━━━ Extracted information

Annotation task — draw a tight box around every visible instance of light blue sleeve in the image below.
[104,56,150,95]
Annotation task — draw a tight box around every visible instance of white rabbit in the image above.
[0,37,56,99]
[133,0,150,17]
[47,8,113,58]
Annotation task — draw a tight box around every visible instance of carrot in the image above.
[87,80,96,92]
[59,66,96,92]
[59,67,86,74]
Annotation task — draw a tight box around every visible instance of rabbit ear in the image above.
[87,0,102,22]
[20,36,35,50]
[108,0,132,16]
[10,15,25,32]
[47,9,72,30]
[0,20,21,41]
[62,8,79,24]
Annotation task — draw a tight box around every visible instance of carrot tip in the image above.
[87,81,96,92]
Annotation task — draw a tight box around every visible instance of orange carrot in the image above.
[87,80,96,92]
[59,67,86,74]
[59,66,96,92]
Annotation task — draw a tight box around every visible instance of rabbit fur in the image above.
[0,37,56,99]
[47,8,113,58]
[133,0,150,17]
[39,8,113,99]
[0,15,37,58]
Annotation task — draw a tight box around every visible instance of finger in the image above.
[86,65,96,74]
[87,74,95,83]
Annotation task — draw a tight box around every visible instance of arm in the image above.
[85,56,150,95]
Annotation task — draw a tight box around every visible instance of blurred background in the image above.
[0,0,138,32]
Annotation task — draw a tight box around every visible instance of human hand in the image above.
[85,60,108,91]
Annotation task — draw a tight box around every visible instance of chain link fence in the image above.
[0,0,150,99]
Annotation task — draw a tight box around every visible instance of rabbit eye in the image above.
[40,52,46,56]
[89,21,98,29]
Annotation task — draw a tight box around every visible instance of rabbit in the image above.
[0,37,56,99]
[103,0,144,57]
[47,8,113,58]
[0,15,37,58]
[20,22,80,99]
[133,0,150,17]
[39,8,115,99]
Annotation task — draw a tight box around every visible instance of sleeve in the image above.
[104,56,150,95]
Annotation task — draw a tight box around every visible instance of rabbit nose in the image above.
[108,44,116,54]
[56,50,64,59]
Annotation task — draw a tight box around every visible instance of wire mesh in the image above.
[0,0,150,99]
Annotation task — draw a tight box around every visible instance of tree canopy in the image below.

━━━━━━

> **Requirement**:
Write out all of the lines above again, switching "chain link fence" to "wire fence" and leaving everything else unchanged.

> **Solution for this exercise**:
Annotation task — draw a tight box around every visible instance of light blue sleeve in the image below.
[104,56,150,95]
Annotation task — draw a tight box around every visible instance of white rabbit in the image above.
[0,37,56,99]
[133,0,150,17]
[47,8,113,58]
Annotation task — draw a tight box around every visible instance of carrot in the image above.
[87,80,96,92]
[59,66,96,92]
[59,67,86,74]
Annotation task — draw a tight box around every visible instance of rabbit ear in the image above.
[87,0,102,22]
[20,36,35,50]
[108,0,132,16]
[10,15,25,32]
[47,9,72,30]
[0,20,21,41]
[62,8,79,24]
Annotation task — draw a tight box around every visible instance of carrot tip in the image above.
[87,81,96,92]
Annotation task — draw a tight box around every visible instance of orange carrot in the image above.
[87,80,96,92]
[59,67,86,74]
[59,66,96,92]
Annotation task — draw a tight box around every visible instance of rabbit fur in the image above.
[0,37,56,99]
[47,8,113,58]
[133,0,150,17]
[39,8,113,99]
[0,15,37,58]
Annotation task — draw a tight box around every visible instance of finger in the image above.
[86,65,96,74]
[87,74,95,83]
Annotation task — draw a tight box around every visible instance of arm in the image above.
[85,56,150,95]
Annotation task — draw a tight box around every visible instance of blurred background in the image above.
[0,0,138,32]
Annotation task — draw a tight box around every visible instance of human hand in the image above.
[85,60,108,91]
Annotation task — draw a tight box around every visible instance of wire fence in the image above.
[0,0,150,99]
Annotation task — draw a tight box around every visible instance of rabbit eye in the image above.
[40,52,46,56]
[89,21,98,29]
Annotation task — draw a tight box around every visible instance of rabbit in the image above.
[0,37,56,99]
[103,0,144,57]
[47,8,113,58]
[0,15,37,58]
[20,22,80,99]
[133,0,150,17]
[39,8,115,99]
Annotation task — draw a tight box around every visible instance of sleeve in the image above.
[104,56,150,95]
Annotation task — draw a tight box around every visible instance of rabbit nose in the image above.
[108,44,116,54]
[56,50,64,59]
Annotation task — draw a tight box around every visible instance of wire mesh in the image above.
[0,0,150,99]
Annotation task — draw a tight box around every visible instance of tree canopy in the image below.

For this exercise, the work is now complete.